(EXERCISE DETAILS): Lay out the lines from the start of the records through the line holding "Return the mask of every instance of the shirt", inclusive, as a Markdown table with the columns Row and Line, and leave out blank lines. Leave the pictures out of the answer.

▼▼▼

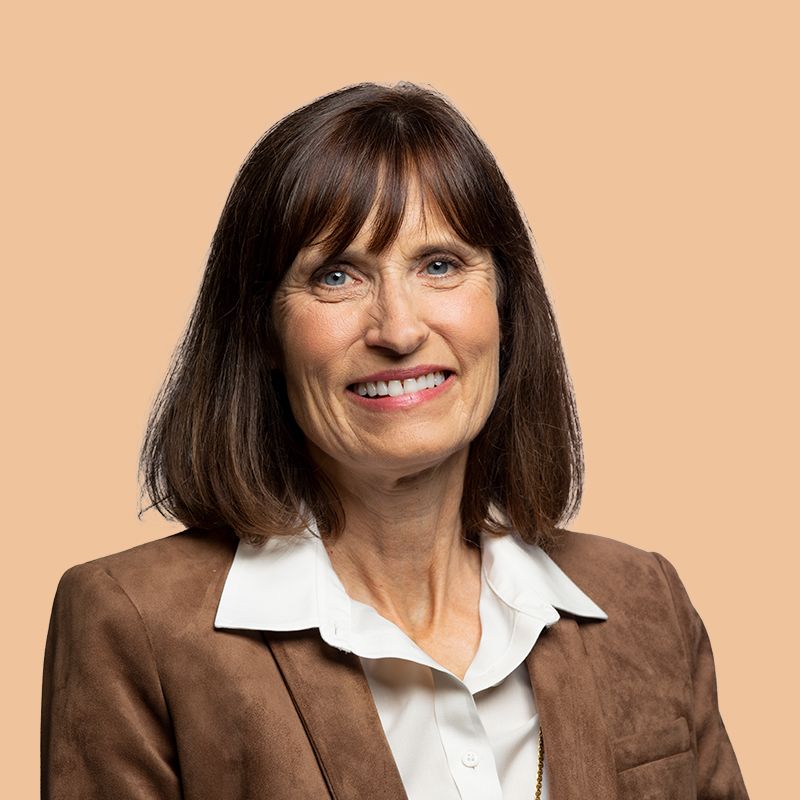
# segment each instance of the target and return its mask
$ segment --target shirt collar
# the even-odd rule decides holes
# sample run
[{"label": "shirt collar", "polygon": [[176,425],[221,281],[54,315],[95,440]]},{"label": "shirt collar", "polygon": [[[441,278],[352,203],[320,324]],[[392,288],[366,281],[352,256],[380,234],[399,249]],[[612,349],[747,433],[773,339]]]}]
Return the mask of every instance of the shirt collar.
[{"label": "shirt collar", "polygon": [[[547,625],[558,619],[553,609],[608,618],[541,548],[517,536],[484,537],[482,569],[486,583],[504,603]],[[265,631],[319,628],[326,640],[334,639],[330,644],[336,644],[351,634],[339,628],[349,629],[352,621],[370,612],[377,613],[350,600],[321,539],[308,531],[274,537],[260,548],[240,542],[214,625]]]}]

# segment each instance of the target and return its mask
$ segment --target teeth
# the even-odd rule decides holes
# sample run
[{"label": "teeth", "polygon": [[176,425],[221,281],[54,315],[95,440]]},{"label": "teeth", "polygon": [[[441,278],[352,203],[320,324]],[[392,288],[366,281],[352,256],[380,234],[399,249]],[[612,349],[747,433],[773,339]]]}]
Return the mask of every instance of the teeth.
[{"label": "teeth", "polygon": [[400,397],[403,394],[421,392],[423,389],[433,389],[445,381],[443,372],[429,372],[418,378],[406,378],[404,381],[368,381],[356,383],[351,388],[361,397]]}]

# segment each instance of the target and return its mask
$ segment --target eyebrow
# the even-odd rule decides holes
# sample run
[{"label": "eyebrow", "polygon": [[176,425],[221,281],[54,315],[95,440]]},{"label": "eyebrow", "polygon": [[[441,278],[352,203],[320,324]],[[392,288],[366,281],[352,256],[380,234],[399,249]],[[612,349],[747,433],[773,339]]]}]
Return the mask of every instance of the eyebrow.
[{"label": "eyebrow", "polygon": [[[353,248],[352,245],[346,247],[344,250],[339,251],[338,253],[331,253],[330,255],[325,255],[325,248],[323,245],[309,245],[306,248],[303,248],[304,251],[308,251],[309,258],[315,257],[324,257],[324,259],[330,261],[336,261],[337,259],[343,259],[345,261],[352,259],[352,258],[362,258],[364,255],[374,255],[369,251],[363,248]],[[482,255],[483,252],[488,252],[489,248],[486,247],[476,247],[475,245],[467,244],[467,242],[463,241],[462,239],[453,238],[453,239],[442,239],[439,241],[434,242],[425,242],[421,247],[412,251],[412,258],[425,258],[425,256],[434,255],[436,253],[464,253],[465,256],[472,256],[472,257],[479,257]],[[301,251],[302,252],[302,251]],[[380,255],[380,254],[378,254]]]}]

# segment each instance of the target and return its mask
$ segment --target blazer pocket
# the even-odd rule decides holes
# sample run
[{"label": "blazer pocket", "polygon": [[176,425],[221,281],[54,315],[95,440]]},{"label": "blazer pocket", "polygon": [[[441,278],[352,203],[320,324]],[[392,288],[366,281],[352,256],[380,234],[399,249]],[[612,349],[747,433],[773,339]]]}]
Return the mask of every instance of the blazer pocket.
[{"label": "blazer pocket", "polygon": [[686,753],[690,747],[689,726],[681,717],[662,728],[617,739],[613,744],[614,763],[618,773],[625,772],[643,764]]}]

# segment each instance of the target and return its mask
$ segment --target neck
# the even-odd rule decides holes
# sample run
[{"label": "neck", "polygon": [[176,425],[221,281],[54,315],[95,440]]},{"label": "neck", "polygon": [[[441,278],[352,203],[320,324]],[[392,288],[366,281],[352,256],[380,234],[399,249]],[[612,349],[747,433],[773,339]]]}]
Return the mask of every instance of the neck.
[{"label": "neck", "polygon": [[348,595],[462,675],[480,641],[480,551],[461,525],[466,458],[402,477],[326,469],[346,515],[328,555]]}]

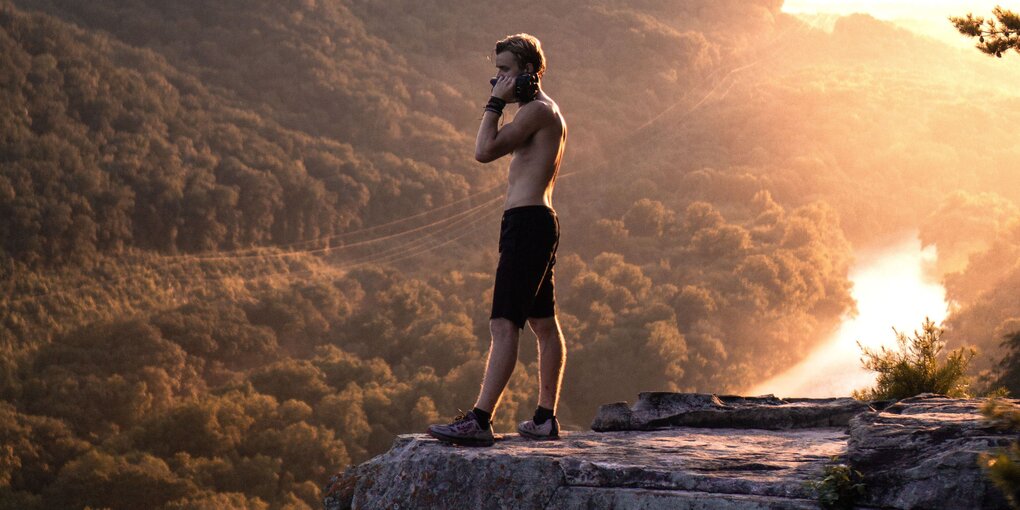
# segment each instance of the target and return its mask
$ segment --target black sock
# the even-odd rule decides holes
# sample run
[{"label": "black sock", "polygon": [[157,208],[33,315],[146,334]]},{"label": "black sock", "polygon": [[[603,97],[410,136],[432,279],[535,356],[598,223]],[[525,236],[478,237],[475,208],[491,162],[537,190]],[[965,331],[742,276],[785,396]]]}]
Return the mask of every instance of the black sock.
[{"label": "black sock", "polygon": [[471,409],[471,412],[474,414],[474,419],[475,421],[478,422],[478,426],[480,426],[482,429],[489,428],[490,425],[489,421],[493,419],[492,413],[482,411],[477,407]]},{"label": "black sock", "polygon": [[545,407],[539,406],[539,408],[534,410],[534,418],[532,419],[532,421],[534,421],[536,425],[541,425],[546,421],[552,419],[552,417],[553,417],[552,409],[546,409]]}]

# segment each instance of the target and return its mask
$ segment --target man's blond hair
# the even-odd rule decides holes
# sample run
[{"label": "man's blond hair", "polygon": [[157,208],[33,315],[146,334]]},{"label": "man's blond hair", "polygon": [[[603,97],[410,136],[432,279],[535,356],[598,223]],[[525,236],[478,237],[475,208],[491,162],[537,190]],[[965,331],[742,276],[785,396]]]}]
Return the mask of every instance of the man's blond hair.
[{"label": "man's blond hair", "polygon": [[496,43],[496,54],[509,51],[517,60],[517,65],[526,70],[527,64],[534,67],[534,74],[542,78],[546,72],[546,54],[542,51],[539,38],[530,34],[514,34]]}]

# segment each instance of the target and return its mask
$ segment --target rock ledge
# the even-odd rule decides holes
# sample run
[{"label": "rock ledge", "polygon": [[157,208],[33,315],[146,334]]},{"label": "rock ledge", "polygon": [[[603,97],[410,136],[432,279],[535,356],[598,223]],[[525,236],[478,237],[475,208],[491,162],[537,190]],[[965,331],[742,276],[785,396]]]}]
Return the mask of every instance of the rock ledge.
[{"label": "rock ledge", "polygon": [[504,435],[493,448],[461,448],[400,436],[389,452],[335,476],[324,503],[819,508],[808,482],[839,456],[865,473],[858,508],[1008,508],[976,459],[1015,434],[987,423],[983,402],[920,395],[877,411],[883,406],[852,399],[645,393],[633,406],[602,406],[593,428],[608,431],[565,431],[555,442]]}]

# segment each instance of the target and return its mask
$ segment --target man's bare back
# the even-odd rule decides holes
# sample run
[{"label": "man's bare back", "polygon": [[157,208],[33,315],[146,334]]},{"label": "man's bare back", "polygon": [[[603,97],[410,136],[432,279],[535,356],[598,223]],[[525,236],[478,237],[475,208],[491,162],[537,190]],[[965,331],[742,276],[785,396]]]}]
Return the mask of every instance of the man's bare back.
[{"label": "man's bare back", "polygon": [[[513,81],[523,72],[509,52],[496,55],[499,70],[493,96],[512,101]],[[553,187],[566,147],[567,125],[559,106],[545,92],[517,112],[502,130],[496,125],[499,115],[487,111],[475,140],[474,157],[488,163],[513,153],[507,178],[505,209],[524,205],[553,206]]]},{"label": "man's bare back", "polygon": [[[440,441],[467,446],[495,444],[491,420],[517,362],[525,324],[539,339],[539,406],[532,419],[518,423],[521,436],[559,438],[556,405],[566,363],[566,343],[556,318],[553,266],[560,223],[553,210],[553,186],[567,125],[556,102],[542,91],[546,63],[538,39],[518,34],[497,43],[496,67],[492,97],[474,143],[474,158],[482,163],[513,154],[489,320],[493,341],[474,408],[450,424],[428,427]],[[520,84],[515,86],[518,78]],[[521,103],[520,109],[512,122],[500,128],[503,108],[511,102]]]}]

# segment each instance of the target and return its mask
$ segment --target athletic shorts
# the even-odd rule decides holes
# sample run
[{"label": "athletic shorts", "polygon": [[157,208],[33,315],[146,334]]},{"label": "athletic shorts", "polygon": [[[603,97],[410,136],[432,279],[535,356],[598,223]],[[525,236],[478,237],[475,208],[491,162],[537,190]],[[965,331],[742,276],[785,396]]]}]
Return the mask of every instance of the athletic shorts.
[{"label": "athletic shorts", "polygon": [[503,212],[490,318],[510,319],[522,328],[528,317],[556,314],[553,265],[559,244],[560,220],[549,207],[527,205]]}]

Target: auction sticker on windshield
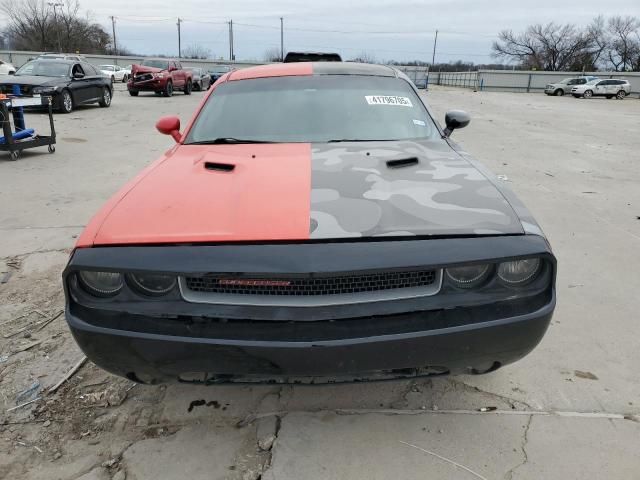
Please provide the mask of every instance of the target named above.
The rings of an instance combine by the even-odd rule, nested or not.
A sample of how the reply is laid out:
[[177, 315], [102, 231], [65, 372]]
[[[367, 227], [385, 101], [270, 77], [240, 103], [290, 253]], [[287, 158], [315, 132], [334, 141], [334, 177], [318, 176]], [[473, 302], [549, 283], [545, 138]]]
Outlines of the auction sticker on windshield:
[[395, 95], [366, 95], [364, 97], [369, 105], [397, 105], [400, 107], [413, 107], [411, 99], [397, 97]]

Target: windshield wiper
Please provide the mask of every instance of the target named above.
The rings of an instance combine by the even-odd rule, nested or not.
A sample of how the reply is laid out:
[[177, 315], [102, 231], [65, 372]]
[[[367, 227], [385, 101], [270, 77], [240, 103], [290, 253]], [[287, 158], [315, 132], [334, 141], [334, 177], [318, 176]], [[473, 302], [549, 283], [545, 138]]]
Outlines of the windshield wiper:
[[200, 140], [199, 142], [187, 143], [187, 145], [223, 145], [233, 143], [276, 143], [268, 140], [246, 140], [242, 138], [220, 137], [214, 140]]
[[341, 142], [395, 142], [394, 138], [336, 138], [333, 140], [327, 140], [327, 143], [341, 143]]

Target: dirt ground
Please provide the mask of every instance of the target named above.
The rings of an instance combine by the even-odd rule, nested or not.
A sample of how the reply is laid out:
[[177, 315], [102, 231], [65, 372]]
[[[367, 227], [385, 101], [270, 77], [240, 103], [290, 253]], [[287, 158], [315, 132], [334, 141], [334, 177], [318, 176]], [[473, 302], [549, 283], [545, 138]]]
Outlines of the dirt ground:
[[91, 215], [171, 145], [156, 119], [186, 122], [202, 94], [118, 88], [108, 110], [56, 116], [54, 155], [0, 154], [0, 478], [639, 478], [638, 99], [426, 94], [438, 118], [471, 113], [454, 138], [558, 257], [556, 315], [522, 361], [371, 384], [144, 386], [81, 362], [60, 274]]

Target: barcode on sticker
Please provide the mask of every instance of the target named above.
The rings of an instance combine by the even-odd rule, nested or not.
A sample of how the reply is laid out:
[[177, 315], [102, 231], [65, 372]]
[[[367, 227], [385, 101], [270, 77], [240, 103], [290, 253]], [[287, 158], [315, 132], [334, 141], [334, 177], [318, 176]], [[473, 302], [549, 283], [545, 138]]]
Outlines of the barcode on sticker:
[[369, 105], [397, 105], [400, 107], [413, 107], [411, 100], [407, 97], [396, 97], [395, 95], [366, 95], [364, 97]]

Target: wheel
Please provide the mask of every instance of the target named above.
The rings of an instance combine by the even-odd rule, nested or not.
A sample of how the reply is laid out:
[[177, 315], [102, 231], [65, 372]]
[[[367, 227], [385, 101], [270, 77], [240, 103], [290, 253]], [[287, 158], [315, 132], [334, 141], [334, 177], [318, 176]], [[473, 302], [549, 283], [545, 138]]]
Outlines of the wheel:
[[162, 94], [165, 97], [170, 97], [171, 95], [173, 95], [173, 83], [172, 82], [167, 82], [167, 84], [164, 87], [164, 91], [162, 92]]
[[69, 90], [63, 90], [60, 95], [60, 111], [62, 113], [73, 112], [73, 97]]
[[102, 108], [107, 108], [111, 105], [111, 90], [107, 87], [102, 87], [102, 99], [98, 102], [98, 105]]

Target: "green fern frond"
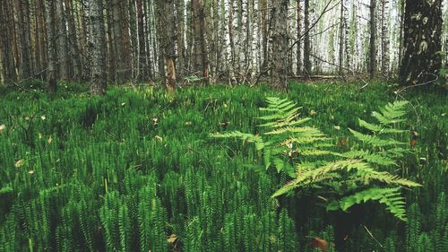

▲▲▲

(FULL OUTPUT):
| Row | Line |
|---|---|
| 1 | # segment each instance of the target and return its mask |
| 2 | $ segment --target shirt collar |
| 3 | # the even-odd rule decides holes |
| 4 | # sample run |
| 5 | [{"label": "shirt collar", "polygon": [[176,425],[221,281],[54,315],[95,440]]},{"label": "shirt collar", "polygon": [[[441,278],[352,203],[320,324]],[[392,288],[366,281],[352,256],[380,234],[399,249]],[[612,349],[747,433],[773,339]]]}] |
| 6 | Return the mask of every instance of the shirt collar. |